Problem statistics are important because they are a control device for the network managers as well as for vendors. With this information, a manager can see how well the network is meeting the needs of end users. These statistics also can be used to determine whether vendors are meeting their contractual maintenance commitments. Finally, they help to determine whether problem-solving objectives are being met.

Problem prioritizing helps ensure that critical problems get priority over less important ones. For example, a network support staff member should not work on a problem on one client computer if an entire circuit with dozens of computers is waiting for help. Moreover, a manager must know whether problem-resolution objectives are being met. For example, how long is it taking to resolve critical problems?

Management reports are required to determine network availability, product and vendor reliability (mean time between failures), and vendor responsiveness. Without them, a manager has nothing more than a “best guess” estimate for the effectiveness of either the network's technicians or the vendor's technicians. Regardless of whether this information is typed immediately into an automated trouble ticket package or recorded manually in a bound notebook-style trouble log, the objectives are the same.
....................
■ Task brief ■
Answer these questions about the passage on network problem management:
1. Which two groups does the passage say problem statistics serve as a control device for?
2. In the passage's example, what should a network support staff member not leave waiting while working on one client computer?
3. What measure of product and vendor reliability does the passage give in parentheses?
....................
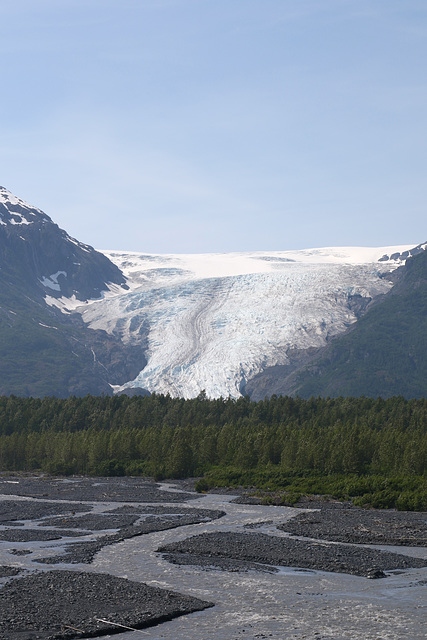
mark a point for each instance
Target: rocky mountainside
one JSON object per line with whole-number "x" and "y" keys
{"x": 383, "y": 354}
{"x": 213, "y": 322}
{"x": 330, "y": 321}
{"x": 44, "y": 351}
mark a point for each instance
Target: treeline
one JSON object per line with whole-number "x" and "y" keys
{"x": 268, "y": 443}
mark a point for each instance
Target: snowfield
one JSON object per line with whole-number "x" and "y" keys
{"x": 213, "y": 321}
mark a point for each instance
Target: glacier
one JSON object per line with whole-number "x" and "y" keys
{"x": 211, "y": 322}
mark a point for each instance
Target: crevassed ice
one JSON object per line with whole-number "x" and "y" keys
{"x": 213, "y": 321}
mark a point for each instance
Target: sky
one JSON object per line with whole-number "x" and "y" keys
{"x": 187, "y": 126}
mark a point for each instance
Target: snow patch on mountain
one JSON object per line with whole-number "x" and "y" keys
{"x": 16, "y": 211}
{"x": 52, "y": 281}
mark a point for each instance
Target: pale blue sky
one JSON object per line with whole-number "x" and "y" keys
{"x": 218, "y": 125}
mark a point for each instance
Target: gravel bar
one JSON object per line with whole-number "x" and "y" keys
{"x": 359, "y": 526}
{"x": 84, "y": 552}
{"x": 287, "y": 552}
{"x": 90, "y": 489}
{"x": 60, "y": 605}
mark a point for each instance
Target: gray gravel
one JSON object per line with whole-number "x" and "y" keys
{"x": 8, "y": 571}
{"x": 59, "y": 605}
{"x": 359, "y": 526}
{"x": 17, "y": 510}
{"x": 39, "y": 535}
{"x": 287, "y": 552}
{"x": 91, "y": 489}
{"x": 84, "y": 552}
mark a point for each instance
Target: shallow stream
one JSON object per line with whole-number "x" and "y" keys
{"x": 290, "y": 604}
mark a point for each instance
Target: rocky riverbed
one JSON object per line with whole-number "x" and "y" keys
{"x": 266, "y": 577}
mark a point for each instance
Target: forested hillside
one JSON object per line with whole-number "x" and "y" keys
{"x": 374, "y": 449}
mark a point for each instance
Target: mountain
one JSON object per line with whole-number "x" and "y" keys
{"x": 213, "y": 322}
{"x": 329, "y": 321}
{"x": 383, "y": 354}
{"x": 44, "y": 351}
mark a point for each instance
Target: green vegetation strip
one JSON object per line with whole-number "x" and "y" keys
{"x": 371, "y": 451}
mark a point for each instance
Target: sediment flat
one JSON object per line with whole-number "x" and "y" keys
{"x": 264, "y": 549}
{"x": 361, "y": 526}
{"x": 61, "y": 605}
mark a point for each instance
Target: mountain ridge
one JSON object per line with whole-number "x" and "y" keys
{"x": 75, "y": 320}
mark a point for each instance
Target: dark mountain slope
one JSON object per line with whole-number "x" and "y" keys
{"x": 43, "y": 351}
{"x": 383, "y": 354}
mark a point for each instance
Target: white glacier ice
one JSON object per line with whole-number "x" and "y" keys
{"x": 213, "y": 321}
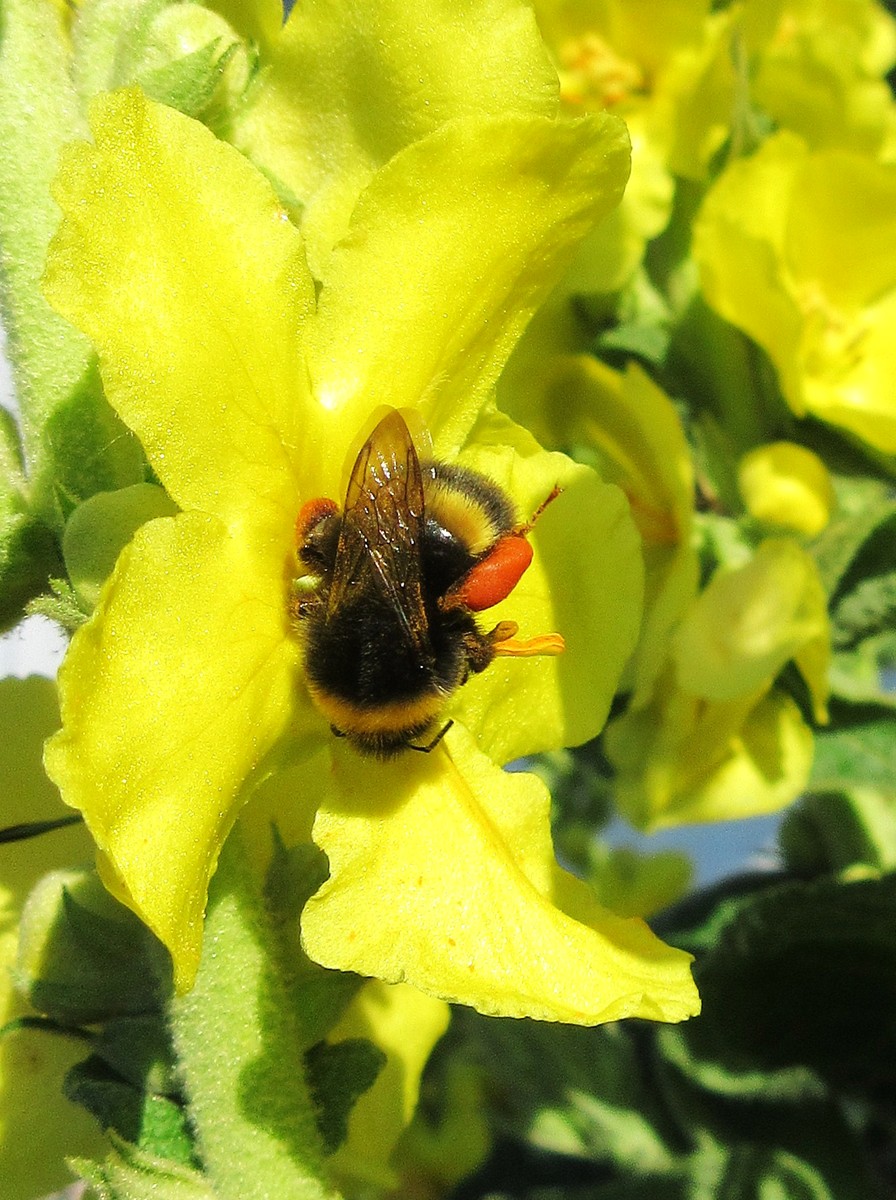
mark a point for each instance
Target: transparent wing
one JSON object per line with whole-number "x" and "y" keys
{"x": 382, "y": 527}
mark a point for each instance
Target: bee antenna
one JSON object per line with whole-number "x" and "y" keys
{"x": 431, "y": 745}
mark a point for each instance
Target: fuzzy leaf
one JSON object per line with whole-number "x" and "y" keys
{"x": 338, "y": 1073}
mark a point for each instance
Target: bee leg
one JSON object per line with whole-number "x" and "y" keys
{"x": 431, "y": 745}
{"x": 527, "y": 528}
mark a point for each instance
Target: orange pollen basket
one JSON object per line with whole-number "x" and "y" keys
{"x": 492, "y": 580}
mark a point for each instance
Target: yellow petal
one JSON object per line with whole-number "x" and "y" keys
{"x": 451, "y": 249}
{"x": 172, "y": 695}
{"x": 346, "y": 87}
{"x": 176, "y": 261}
{"x": 442, "y": 876}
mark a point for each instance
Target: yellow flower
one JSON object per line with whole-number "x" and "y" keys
{"x": 786, "y": 485}
{"x": 818, "y": 70}
{"x": 247, "y": 391}
{"x": 717, "y": 742}
{"x": 632, "y": 429}
{"x": 798, "y": 249}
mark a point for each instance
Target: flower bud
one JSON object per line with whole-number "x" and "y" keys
{"x": 786, "y": 485}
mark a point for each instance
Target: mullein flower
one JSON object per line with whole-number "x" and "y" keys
{"x": 247, "y": 390}
{"x": 631, "y": 429}
{"x": 717, "y": 739}
{"x": 786, "y": 485}
{"x": 797, "y": 249}
{"x": 818, "y": 69}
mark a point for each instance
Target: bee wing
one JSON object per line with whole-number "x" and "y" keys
{"x": 382, "y": 527}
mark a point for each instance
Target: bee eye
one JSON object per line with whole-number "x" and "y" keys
{"x": 445, "y": 558}
{"x": 317, "y": 547}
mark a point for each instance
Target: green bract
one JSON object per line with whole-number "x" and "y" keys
{"x": 247, "y": 391}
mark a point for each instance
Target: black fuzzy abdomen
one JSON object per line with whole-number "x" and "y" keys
{"x": 364, "y": 654}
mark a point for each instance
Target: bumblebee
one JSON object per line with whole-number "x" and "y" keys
{"x": 391, "y": 585}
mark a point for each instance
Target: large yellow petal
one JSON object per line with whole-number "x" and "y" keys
{"x": 451, "y": 249}
{"x": 348, "y": 85}
{"x": 584, "y": 582}
{"x": 172, "y": 696}
{"x": 178, "y": 262}
{"x": 443, "y": 875}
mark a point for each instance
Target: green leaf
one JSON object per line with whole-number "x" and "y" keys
{"x": 101, "y": 527}
{"x": 338, "y": 1074}
{"x": 240, "y": 1049}
{"x": 151, "y": 1122}
{"x": 187, "y": 84}
{"x": 131, "y": 1174}
{"x": 29, "y": 553}
{"x": 834, "y": 831}
{"x": 89, "y": 448}
{"x": 38, "y": 114}
{"x": 867, "y": 609}
{"x": 803, "y": 976}
{"x": 83, "y": 957}
{"x": 859, "y": 676}
{"x": 859, "y": 751}
{"x": 837, "y": 551}
{"x": 60, "y": 604}
{"x": 765, "y": 1174}
{"x": 319, "y": 995}
{"x": 139, "y": 1050}
{"x": 571, "y": 1091}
....................
■ Answer below ■
1. Network managers and vendors.
2. An entire circuit with dozens of computers waiting for help.
3. Mean time between failures.